* REQUIRED WORK: Please revise the rows, starting at the very first one and ending at the line that contains "top-left (147, 266), bottom-right (800, 379)", by replacing "dirt ground" with "bare earth" and leaving everything else unchanged. Return only those lines.

* DATA SHOWN:
+===+
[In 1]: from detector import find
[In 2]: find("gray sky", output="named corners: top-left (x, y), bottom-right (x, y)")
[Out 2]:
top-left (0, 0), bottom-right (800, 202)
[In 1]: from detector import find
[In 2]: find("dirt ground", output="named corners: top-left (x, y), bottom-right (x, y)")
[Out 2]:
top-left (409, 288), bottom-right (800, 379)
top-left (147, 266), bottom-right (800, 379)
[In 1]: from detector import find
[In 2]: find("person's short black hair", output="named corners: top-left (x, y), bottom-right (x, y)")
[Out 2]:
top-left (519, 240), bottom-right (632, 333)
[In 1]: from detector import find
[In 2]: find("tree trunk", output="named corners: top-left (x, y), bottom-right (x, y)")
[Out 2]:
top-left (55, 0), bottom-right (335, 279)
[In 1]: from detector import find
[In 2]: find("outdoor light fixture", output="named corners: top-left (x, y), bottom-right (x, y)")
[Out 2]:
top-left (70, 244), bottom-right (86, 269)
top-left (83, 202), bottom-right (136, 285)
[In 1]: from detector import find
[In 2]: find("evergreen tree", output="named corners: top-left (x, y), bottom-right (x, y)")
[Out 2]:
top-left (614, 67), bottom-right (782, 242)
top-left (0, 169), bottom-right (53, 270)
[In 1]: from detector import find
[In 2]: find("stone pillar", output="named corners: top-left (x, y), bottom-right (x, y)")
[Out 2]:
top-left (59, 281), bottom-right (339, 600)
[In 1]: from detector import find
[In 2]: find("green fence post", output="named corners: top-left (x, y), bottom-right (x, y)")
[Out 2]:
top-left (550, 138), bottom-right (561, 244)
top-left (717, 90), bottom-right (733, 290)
+===+
* SOLUTION TO THE PROBLEM:
[In 1]: from detector import find
[In 2]: find("gray sky", output="named corners: top-left (x, y), bottom-right (x, y)")
[Out 2]:
top-left (0, 0), bottom-right (800, 202)
[In 1]: from detector import find
[In 2]: find("bare earth", output="named corners: top-left (x, y), bottom-right (x, y)")
[Out 2]:
top-left (409, 288), bottom-right (800, 379)
top-left (147, 266), bottom-right (800, 379)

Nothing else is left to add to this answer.